■ TEXTAUSZUG:
=======

Arnold Leifert: Wozu Literatur? (Essay)

Der literarische Text als Geschehnis

Arnold Leifert

„Wozu Literatur?“- Was denn versteht der Fragende unter „Literatur“?1) Und selbst wenn mit dem Stichwort „Belletristik“ geantwortet wird – dies ist beruhigend, denn für alle andere, primär und nur unterhaltende, vielleicht auch triviale Literatur beantwortet sich die Frage selbst, – „Belletristik“ also, poetische und prosaische Literatur: Der Roman, die Novelle, die kurzen Formen der modernen Prosa, das Drama, das Hörspiel, das Gedicht…
Auf den ersten Blick könnte man versucht sein, für die verschiedenen Gattungen auch verschiedene Antworten finden zu wollen. Allein: in der deutschen Literatur von 1945 bis heute verweigern sich alle Gattungen dieser Frage, und bekennen sich zugleich ebenso alle zu dieser Frage: „Wozu?“

Wonach aber fragt diese Frage? Nach dem Selbstverständnis des Autors, im Sinne einer ihn treibenden Zielsetzung, Intention, gar Absicht der (Welt-)Veränderung? Oder ist sie gestellt aus der Überschau-Sicht des Historikers und Literatur-Theoretikers, der die Wirkungsgeschichte einzelner Werke oder Epochen im nachhinein und de facto versucht aufzuspüren?

„Ich schreibe für mich selbst!“

Arnold Leifert: "Literatur – mit ihrem Sitz genau zwischen Denken und Fühlen – geschieht als vielleicht höchste Form der sprachlichen Kommunikation"

=======

■ DATENSÄTZE:

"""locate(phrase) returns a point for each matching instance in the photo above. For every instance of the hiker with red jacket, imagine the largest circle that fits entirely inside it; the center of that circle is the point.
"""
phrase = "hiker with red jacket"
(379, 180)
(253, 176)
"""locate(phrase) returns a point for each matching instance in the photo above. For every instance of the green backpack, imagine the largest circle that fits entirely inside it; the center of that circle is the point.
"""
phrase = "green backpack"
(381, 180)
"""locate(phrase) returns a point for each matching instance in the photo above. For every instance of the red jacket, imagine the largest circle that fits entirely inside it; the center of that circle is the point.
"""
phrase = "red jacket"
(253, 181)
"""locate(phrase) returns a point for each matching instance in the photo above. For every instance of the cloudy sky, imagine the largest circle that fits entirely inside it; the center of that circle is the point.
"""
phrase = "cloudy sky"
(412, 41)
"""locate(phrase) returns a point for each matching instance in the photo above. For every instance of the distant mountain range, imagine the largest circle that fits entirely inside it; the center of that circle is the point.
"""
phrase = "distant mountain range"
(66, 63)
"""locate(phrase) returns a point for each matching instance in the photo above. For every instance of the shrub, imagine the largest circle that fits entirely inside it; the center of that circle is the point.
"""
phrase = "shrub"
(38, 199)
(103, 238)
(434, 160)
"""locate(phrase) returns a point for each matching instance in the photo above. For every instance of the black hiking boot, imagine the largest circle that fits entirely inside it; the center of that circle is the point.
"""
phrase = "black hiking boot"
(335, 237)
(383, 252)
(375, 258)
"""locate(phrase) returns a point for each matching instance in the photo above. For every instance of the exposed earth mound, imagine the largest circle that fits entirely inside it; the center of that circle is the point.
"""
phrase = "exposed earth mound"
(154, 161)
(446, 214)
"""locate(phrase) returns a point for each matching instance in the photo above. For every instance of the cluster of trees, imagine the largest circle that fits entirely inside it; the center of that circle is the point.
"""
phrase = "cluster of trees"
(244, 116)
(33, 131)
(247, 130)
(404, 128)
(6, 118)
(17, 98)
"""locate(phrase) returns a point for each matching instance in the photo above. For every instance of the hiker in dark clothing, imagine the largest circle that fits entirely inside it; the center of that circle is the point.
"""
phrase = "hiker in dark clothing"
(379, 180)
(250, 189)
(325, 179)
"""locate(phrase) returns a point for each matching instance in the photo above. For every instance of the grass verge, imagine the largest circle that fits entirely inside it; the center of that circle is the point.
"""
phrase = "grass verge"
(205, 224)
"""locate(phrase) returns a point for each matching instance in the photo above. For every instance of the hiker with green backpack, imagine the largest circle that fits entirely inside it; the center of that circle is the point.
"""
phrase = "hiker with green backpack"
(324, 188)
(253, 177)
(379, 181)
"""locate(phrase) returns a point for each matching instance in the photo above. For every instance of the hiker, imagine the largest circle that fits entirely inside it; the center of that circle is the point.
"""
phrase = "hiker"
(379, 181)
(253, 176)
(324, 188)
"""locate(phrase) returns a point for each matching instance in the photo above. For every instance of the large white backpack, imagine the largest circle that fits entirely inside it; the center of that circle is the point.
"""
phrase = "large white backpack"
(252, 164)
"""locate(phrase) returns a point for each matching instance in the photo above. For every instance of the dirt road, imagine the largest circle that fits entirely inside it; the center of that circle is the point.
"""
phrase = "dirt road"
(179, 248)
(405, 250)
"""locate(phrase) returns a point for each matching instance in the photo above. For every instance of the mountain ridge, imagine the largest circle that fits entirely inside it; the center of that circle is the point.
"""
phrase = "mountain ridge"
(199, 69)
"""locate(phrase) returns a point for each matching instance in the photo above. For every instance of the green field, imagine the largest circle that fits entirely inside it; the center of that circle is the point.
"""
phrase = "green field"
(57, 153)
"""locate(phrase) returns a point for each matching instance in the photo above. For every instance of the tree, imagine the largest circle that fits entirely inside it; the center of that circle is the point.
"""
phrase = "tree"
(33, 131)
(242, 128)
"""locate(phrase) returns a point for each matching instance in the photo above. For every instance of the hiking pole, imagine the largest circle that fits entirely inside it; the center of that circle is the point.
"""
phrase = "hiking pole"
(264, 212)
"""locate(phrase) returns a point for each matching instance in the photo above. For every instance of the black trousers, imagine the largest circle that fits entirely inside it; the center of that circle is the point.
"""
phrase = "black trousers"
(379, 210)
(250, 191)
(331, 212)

=======

■ ARBEITSAUFTRAG:
(1) Für welchen Zeitraum der deutschen Literatur stellt der Textauszug zur Frage „Wozu Literatur?“ fest, dass sich alle Gattungen der Frage „Wozu?“ verweigern?
(2) Führe den Textauszug zur Frage „Wozu Literatur?“ nach seinem letzten Satz fort.

■ GEGEBENE ANTWORTEN:
(1) Für die deutsche Literatur von 1945 bis heute.

(2)
Arnold Leifert: „Literatur – mit ihrem Sitz genau zwischen Denken und Fühlen – geschieht als vielleicht höchste Form der sprachlichen Kommunikation“

Wozu Literatur? – Grammatikalisch suggeriert dies eine Auskunft über den „Zweck“ dieses etwas „verdächtig nutzlosen Unterfangens“ namens Literatur. Und heute diese Frage zu stellen, in einer Zeit pervers auf die Spitze getriebenen, technokratischen wie materialistischen Zweckansinnens an alles menschliche Tun, scheint tatsächlich provokant notwendig. Die Zyniker unter den „Realisten“ und Machern in unserer heutigen literarischen Welt haben die Frage längst in ihrem merkantilen Sinne beantwortet: Der Literaturbetrieb, die grossen Verlage leben von der „grossen Auflage“; ein Buch, das sich eignet, wird „gemacht“, die Kasse stimmt, der „Zweck“ ist erfüllt. Eine nicht zu unterschätzende Entwicklung; denn schon heute beginnt dieser marktorientierte Umgang mit Literatur das eigentliche Bild unserer literarischen Jahre nachhaltig zu verzerren und zu verschleiern.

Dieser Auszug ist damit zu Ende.